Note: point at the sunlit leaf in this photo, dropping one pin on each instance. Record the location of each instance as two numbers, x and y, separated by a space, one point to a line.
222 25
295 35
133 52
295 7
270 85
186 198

### WHAT IS ASKED:
Copy out the material above word for word, keeping each line in its original order.

### RESULT FOR THIS EXERCISE:
Note: point at the sunlit leaf in this photo, dropping one pin on each instance. Record the location of each instance as two numbers, x and y, separated by a space, one point to a line.
222 25
295 35
133 52
295 7
270 85
186 198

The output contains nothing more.